* RECORDED INFORMATION:
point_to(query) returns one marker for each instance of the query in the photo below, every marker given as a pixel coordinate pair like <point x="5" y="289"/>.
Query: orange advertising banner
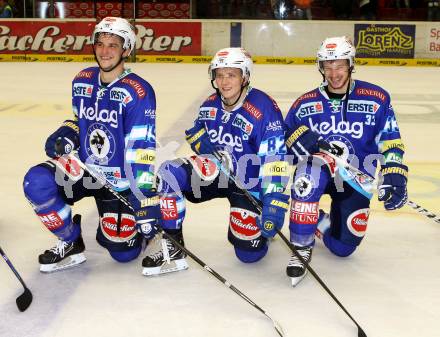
<point x="71" y="37"/>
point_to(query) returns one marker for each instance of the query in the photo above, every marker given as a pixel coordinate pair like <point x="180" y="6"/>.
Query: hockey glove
<point x="303" y="141"/>
<point x="275" y="206"/>
<point x="198" y="138"/>
<point x="147" y="214"/>
<point x="393" y="191"/>
<point x="63" y="140"/>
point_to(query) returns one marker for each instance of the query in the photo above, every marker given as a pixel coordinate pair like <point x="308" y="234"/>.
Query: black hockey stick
<point x="232" y="179"/>
<point x="24" y="300"/>
<point x="109" y="187"/>
<point x="368" y="183"/>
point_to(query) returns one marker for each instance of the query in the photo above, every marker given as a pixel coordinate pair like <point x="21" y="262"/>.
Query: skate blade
<point x="68" y="262"/>
<point x="166" y="268"/>
<point x="296" y="280"/>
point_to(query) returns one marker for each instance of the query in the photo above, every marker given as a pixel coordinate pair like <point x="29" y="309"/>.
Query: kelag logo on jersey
<point x="243" y="124"/>
<point x="120" y="95"/>
<point x="309" y="109"/>
<point x="367" y="107"/>
<point x="355" y="129"/>
<point x="82" y="89"/>
<point x="207" y="114"/>
<point x="104" y="115"/>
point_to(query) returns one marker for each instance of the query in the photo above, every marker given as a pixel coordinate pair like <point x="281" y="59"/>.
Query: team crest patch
<point x="99" y="143"/>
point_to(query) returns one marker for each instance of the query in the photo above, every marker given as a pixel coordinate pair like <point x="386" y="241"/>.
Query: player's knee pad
<point x="39" y="185"/>
<point x="338" y="247"/>
<point x="250" y="256"/>
<point x="125" y="256"/>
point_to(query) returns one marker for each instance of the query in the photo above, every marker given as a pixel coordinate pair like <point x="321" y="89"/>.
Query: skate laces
<point x="166" y="246"/>
<point x="305" y="254"/>
<point x="59" y="249"/>
<point x="164" y="252"/>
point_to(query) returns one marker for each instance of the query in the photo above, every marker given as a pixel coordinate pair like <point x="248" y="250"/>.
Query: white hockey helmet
<point x="119" y="27"/>
<point x="231" y="58"/>
<point x="336" y="48"/>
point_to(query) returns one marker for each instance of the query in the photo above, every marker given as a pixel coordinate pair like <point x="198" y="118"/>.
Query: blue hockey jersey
<point x="253" y="135"/>
<point x="363" y="124"/>
<point x="116" y="127"/>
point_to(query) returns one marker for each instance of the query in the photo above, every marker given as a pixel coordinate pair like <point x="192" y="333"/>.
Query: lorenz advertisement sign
<point x="384" y="41"/>
<point x="73" y="38"/>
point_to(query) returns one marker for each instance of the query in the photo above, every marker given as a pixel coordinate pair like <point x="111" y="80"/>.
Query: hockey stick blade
<point x="24" y="300"/>
<point x="361" y="332"/>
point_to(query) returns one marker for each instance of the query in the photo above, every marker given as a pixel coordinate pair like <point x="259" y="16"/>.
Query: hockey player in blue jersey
<point x="245" y="126"/>
<point x="113" y="130"/>
<point x="357" y="118"/>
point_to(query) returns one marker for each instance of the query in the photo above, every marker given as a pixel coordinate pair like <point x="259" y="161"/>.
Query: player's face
<point x="108" y="50"/>
<point x="337" y="75"/>
<point x="229" y="81"/>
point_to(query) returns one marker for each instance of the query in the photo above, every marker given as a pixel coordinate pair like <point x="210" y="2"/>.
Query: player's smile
<point x="229" y="81"/>
<point x="337" y="75"/>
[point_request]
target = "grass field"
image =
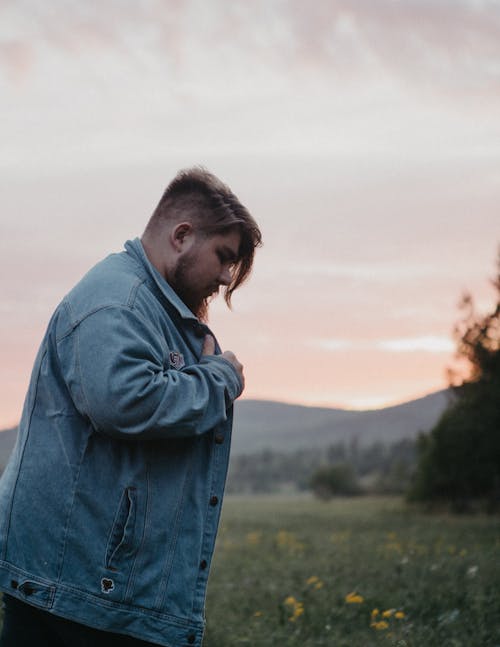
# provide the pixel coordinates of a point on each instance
(352, 573)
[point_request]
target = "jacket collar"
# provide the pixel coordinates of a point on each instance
(136, 251)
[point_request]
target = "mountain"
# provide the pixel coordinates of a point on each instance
(261, 424)
(7, 440)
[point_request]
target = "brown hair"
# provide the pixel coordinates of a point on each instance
(212, 207)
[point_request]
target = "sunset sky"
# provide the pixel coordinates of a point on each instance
(363, 135)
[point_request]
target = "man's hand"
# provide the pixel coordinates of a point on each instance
(209, 349)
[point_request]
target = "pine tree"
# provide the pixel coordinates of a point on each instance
(459, 460)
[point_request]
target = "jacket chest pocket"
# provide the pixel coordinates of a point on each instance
(121, 538)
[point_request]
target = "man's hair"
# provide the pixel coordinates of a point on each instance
(197, 195)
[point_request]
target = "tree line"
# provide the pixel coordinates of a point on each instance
(457, 462)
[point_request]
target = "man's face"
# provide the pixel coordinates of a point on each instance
(203, 268)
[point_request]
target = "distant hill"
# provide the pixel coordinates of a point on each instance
(262, 424)
(7, 440)
(282, 427)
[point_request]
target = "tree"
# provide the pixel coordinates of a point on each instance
(334, 480)
(459, 460)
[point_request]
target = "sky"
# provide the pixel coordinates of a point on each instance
(363, 135)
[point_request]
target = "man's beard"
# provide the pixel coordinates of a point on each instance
(182, 285)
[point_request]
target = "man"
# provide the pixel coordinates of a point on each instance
(110, 503)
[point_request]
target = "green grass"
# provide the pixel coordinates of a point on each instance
(441, 571)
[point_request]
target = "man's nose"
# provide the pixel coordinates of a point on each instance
(225, 276)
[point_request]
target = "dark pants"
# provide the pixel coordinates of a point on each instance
(25, 626)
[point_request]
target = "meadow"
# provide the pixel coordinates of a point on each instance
(293, 571)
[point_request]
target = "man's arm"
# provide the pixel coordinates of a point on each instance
(123, 386)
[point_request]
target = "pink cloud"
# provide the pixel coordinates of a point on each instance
(17, 58)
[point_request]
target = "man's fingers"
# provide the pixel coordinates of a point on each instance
(208, 345)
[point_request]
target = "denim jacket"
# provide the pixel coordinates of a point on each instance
(110, 502)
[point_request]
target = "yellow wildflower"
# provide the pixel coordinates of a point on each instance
(253, 538)
(380, 626)
(298, 611)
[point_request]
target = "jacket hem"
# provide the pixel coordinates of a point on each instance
(88, 609)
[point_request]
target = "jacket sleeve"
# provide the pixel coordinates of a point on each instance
(124, 387)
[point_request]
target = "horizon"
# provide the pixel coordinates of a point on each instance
(312, 406)
(365, 141)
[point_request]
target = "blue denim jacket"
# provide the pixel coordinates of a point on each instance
(110, 503)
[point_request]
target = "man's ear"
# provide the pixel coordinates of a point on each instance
(182, 236)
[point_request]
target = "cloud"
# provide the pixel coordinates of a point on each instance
(422, 344)
(442, 44)
(17, 58)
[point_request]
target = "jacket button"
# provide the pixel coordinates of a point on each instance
(199, 330)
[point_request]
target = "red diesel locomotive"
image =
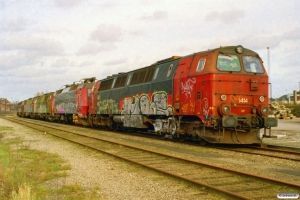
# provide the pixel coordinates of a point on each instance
(217, 96)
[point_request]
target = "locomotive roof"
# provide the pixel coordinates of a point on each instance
(228, 49)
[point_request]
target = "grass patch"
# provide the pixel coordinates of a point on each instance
(27, 174)
(5, 128)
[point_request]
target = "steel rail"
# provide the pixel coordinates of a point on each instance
(186, 160)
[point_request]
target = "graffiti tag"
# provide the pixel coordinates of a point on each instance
(188, 86)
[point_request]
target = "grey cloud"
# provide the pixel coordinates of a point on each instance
(14, 61)
(293, 34)
(116, 62)
(61, 63)
(14, 25)
(229, 16)
(86, 63)
(158, 15)
(106, 33)
(68, 3)
(34, 46)
(93, 49)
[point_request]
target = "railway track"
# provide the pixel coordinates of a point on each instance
(229, 182)
(292, 154)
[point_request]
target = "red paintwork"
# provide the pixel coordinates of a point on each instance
(93, 98)
(199, 93)
(81, 101)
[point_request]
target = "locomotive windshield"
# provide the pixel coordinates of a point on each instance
(228, 62)
(252, 64)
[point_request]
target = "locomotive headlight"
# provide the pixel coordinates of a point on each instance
(261, 98)
(239, 49)
(223, 97)
(224, 109)
(263, 110)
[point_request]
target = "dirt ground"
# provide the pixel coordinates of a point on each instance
(287, 133)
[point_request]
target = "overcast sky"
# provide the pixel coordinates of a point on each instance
(47, 44)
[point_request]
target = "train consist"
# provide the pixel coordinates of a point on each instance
(217, 96)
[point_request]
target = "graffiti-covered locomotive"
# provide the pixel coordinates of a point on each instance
(218, 96)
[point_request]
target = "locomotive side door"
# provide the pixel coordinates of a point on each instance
(196, 76)
(179, 90)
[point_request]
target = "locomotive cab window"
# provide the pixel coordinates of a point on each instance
(228, 62)
(252, 64)
(201, 64)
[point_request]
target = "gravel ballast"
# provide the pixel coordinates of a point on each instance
(116, 179)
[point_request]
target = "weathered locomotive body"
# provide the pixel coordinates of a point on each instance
(218, 96)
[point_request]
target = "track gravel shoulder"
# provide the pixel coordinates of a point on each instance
(116, 179)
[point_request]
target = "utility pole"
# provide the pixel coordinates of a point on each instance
(269, 72)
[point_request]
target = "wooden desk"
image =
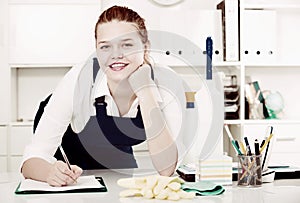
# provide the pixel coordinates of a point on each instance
(280, 191)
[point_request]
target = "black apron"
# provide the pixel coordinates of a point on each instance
(105, 142)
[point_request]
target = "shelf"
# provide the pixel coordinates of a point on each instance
(227, 63)
(36, 66)
(272, 121)
(265, 6)
(232, 122)
(273, 65)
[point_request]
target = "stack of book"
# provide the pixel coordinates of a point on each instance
(215, 169)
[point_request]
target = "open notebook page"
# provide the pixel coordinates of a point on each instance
(83, 182)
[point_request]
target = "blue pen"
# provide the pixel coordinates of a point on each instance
(209, 52)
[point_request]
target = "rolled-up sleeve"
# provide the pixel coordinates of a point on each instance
(54, 121)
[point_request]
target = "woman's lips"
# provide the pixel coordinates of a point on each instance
(118, 66)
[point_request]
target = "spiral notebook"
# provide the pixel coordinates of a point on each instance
(84, 184)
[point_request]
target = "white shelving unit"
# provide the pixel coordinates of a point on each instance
(47, 52)
(46, 38)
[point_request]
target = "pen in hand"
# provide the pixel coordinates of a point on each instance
(66, 160)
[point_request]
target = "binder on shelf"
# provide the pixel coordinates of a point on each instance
(255, 101)
(230, 29)
(84, 184)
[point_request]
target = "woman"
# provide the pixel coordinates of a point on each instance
(101, 118)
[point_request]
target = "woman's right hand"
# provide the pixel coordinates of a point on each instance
(60, 175)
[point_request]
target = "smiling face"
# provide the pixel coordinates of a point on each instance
(120, 49)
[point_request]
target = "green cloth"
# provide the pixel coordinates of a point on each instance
(203, 188)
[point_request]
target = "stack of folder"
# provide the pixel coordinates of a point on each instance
(215, 169)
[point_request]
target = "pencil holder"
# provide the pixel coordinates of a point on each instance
(249, 171)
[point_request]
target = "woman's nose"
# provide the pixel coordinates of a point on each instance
(117, 53)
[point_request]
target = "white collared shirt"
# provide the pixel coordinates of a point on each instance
(61, 110)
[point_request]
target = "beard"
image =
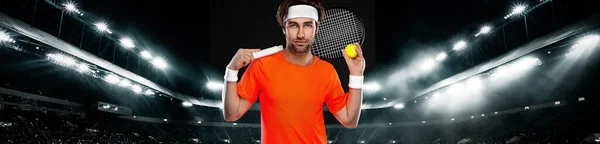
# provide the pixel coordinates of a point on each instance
(301, 49)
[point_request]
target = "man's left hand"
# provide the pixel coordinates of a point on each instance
(357, 64)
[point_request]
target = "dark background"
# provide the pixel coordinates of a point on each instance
(399, 33)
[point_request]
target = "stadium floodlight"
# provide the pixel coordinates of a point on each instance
(5, 37)
(517, 9)
(214, 85)
(484, 30)
(459, 45)
(159, 63)
(83, 67)
(101, 27)
(136, 89)
(441, 56)
(126, 42)
(149, 92)
(111, 78)
(399, 106)
(428, 64)
(187, 104)
(71, 7)
(146, 54)
(372, 86)
(125, 83)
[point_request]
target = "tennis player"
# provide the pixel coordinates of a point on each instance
(293, 84)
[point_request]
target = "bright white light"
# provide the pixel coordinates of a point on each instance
(149, 92)
(159, 63)
(146, 54)
(82, 67)
(124, 83)
(436, 94)
(111, 78)
(485, 29)
(372, 86)
(441, 56)
(127, 42)
(399, 106)
(214, 85)
(71, 7)
(187, 104)
(136, 89)
(101, 26)
(428, 64)
(459, 45)
(518, 9)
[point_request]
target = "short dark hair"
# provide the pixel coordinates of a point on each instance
(283, 9)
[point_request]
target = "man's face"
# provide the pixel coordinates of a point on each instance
(300, 34)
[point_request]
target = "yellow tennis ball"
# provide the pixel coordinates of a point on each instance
(351, 50)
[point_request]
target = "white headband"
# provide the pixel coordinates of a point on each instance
(302, 11)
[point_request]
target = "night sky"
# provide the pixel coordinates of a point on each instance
(397, 34)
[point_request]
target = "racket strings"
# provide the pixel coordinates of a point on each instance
(339, 29)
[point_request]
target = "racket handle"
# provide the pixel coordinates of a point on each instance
(267, 51)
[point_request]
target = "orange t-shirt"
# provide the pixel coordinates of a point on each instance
(292, 98)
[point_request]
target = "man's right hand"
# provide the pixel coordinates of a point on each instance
(241, 59)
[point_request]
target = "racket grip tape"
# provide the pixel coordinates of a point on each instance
(267, 51)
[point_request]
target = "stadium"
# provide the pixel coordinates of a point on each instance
(515, 71)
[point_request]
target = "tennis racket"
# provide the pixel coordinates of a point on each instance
(339, 28)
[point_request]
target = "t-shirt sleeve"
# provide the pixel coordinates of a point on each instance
(249, 85)
(335, 98)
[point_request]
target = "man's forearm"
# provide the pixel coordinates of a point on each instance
(231, 101)
(353, 104)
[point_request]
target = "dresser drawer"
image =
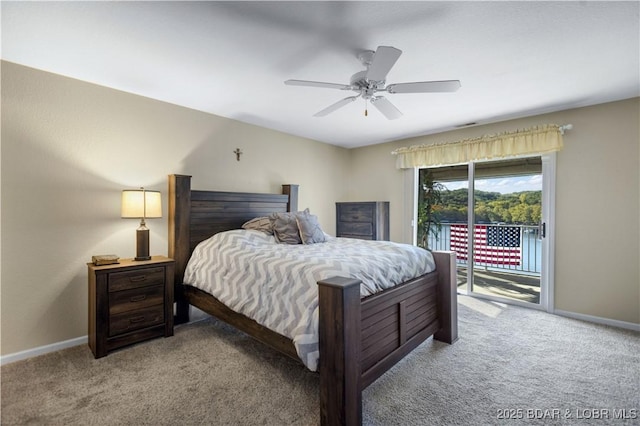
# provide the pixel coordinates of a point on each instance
(128, 300)
(134, 320)
(356, 213)
(142, 277)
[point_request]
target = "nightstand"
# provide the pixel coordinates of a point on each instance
(129, 302)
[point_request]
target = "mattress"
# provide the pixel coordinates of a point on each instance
(276, 284)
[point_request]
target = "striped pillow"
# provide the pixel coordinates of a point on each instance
(259, 224)
(310, 231)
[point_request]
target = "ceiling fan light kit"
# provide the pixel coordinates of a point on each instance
(372, 80)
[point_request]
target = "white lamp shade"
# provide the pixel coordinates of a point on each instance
(139, 204)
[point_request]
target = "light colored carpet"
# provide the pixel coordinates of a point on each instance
(507, 358)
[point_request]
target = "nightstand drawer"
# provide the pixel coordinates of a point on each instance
(134, 320)
(128, 300)
(138, 278)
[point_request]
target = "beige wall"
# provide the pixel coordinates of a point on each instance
(69, 148)
(597, 203)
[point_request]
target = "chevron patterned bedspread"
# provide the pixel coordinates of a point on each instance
(276, 284)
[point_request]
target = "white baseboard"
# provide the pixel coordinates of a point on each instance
(41, 350)
(599, 320)
(30, 353)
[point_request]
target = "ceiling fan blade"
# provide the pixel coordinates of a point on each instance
(424, 87)
(383, 61)
(328, 110)
(317, 84)
(386, 108)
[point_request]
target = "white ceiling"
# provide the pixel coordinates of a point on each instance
(513, 59)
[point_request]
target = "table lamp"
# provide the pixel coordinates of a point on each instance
(141, 204)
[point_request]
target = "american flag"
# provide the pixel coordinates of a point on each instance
(493, 245)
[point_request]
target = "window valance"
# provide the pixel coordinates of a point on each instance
(535, 140)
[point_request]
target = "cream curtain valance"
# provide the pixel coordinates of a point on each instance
(536, 140)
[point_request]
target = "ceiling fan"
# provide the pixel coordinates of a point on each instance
(369, 82)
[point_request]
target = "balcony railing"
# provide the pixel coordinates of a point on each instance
(515, 248)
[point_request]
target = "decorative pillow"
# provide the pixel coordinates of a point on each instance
(260, 224)
(310, 231)
(285, 228)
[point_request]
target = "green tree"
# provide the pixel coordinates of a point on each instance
(429, 204)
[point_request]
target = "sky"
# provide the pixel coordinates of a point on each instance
(505, 185)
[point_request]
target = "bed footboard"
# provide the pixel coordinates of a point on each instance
(361, 339)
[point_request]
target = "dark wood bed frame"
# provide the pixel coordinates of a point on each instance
(360, 339)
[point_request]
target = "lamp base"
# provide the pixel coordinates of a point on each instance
(142, 244)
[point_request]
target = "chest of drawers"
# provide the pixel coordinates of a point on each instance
(129, 302)
(368, 220)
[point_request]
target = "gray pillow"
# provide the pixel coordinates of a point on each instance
(310, 231)
(259, 224)
(285, 228)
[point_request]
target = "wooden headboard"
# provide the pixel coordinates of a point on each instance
(195, 216)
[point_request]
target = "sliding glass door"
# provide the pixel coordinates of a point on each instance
(492, 215)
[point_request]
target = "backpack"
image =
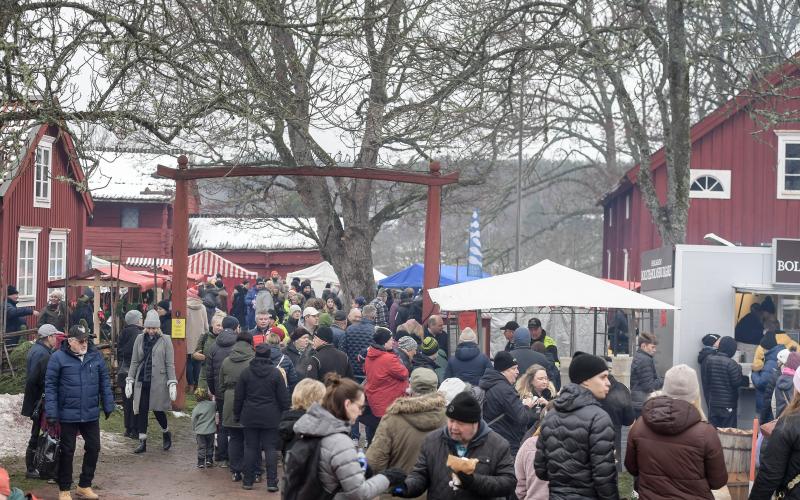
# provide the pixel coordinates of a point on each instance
(301, 471)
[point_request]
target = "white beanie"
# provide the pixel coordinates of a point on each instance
(680, 382)
(152, 321)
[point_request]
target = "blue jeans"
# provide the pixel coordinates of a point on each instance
(192, 370)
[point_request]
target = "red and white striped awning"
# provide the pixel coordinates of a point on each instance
(209, 263)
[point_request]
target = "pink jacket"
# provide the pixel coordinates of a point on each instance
(529, 487)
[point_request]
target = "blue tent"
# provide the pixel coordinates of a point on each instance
(412, 276)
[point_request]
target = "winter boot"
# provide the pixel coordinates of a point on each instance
(167, 440)
(30, 467)
(86, 493)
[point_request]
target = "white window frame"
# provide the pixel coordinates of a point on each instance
(26, 234)
(624, 264)
(785, 137)
(627, 207)
(722, 176)
(57, 236)
(46, 146)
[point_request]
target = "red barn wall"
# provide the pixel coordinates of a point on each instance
(751, 217)
(67, 211)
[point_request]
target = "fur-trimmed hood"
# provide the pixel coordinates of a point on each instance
(425, 413)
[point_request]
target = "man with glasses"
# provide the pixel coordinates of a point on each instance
(76, 381)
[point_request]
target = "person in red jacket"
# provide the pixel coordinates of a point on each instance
(386, 379)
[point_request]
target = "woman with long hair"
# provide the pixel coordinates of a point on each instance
(151, 380)
(339, 467)
(673, 450)
(780, 465)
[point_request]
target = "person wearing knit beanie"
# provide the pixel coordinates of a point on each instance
(680, 382)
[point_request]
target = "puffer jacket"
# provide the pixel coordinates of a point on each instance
(339, 468)
(232, 368)
(357, 339)
(644, 378)
(400, 434)
(493, 477)
(575, 450)
(469, 363)
(387, 379)
(73, 388)
(676, 455)
(261, 396)
(781, 462)
(503, 409)
(219, 351)
(784, 391)
(722, 377)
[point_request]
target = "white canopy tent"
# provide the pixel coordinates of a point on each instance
(545, 284)
(323, 273)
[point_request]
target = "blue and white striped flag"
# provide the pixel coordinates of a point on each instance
(475, 260)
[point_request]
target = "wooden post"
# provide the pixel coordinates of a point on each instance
(180, 265)
(433, 243)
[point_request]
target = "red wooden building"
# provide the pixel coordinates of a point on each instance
(133, 207)
(745, 184)
(43, 212)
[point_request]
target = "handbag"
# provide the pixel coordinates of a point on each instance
(48, 452)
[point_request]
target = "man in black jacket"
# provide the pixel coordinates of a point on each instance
(644, 378)
(465, 435)
(575, 450)
(327, 358)
(32, 404)
(502, 408)
(722, 377)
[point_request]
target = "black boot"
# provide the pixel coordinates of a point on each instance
(167, 440)
(30, 467)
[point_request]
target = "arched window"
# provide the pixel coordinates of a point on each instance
(707, 183)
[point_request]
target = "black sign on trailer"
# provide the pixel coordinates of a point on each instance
(786, 261)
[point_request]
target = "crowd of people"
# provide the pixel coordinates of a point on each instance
(366, 401)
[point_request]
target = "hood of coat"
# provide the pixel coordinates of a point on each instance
(375, 352)
(241, 352)
(227, 338)
(574, 397)
(320, 422)
(669, 416)
(194, 304)
(261, 367)
(467, 351)
(491, 378)
(424, 413)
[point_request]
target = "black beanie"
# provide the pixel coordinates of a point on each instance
(382, 335)
(464, 408)
(585, 366)
(325, 333)
(503, 361)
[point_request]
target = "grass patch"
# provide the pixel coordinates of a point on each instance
(625, 484)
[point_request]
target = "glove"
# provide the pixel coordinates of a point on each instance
(466, 479)
(395, 476)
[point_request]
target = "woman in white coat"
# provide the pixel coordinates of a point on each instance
(151, 379)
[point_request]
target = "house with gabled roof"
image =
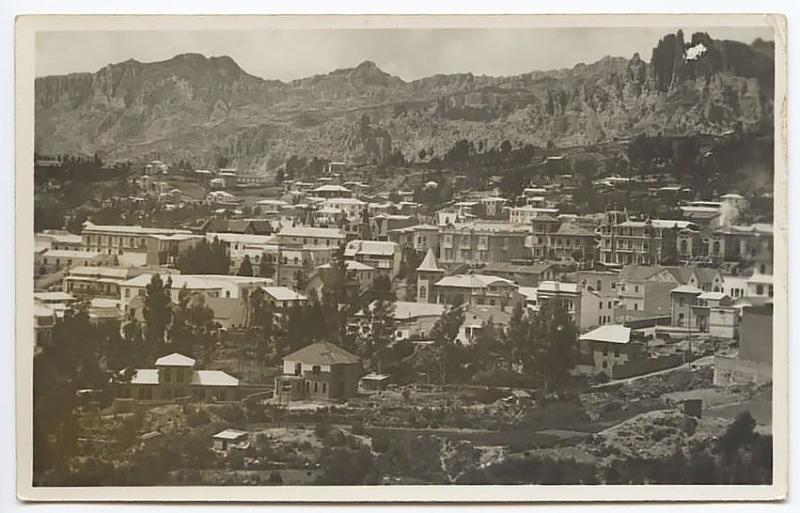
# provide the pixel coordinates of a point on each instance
(318, 372)
(175, 377)
(610, 345)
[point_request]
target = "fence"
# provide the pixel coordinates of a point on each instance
(637, 367)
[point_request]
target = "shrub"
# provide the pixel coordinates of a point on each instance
(233, 413)
(380, 443)
(321, 429)
(198, 417)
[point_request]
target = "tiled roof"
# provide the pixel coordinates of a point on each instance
(429, 263)
(574, 230)
(322, 353)
(176, 360)
(614, 333)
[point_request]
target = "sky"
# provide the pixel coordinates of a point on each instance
(407, 53)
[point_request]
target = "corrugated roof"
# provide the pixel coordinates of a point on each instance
(404, 310)
(322, 353)
(230, 434)
(574, 230)
(687, 289)
(311, 231)
(471, 281)
(370, 247)
(429, 263)
(613, 333)
(175, 360)
(284, 294)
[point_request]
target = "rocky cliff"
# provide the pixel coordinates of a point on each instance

* DIRECTIONS FOR THIS TASK:
Copy every line of the listing above that contains the string "tent". Matches must have the same capitalization.

* ANSWER FOR THE TASK:
target = "blue tent"
target = "white canopy tent"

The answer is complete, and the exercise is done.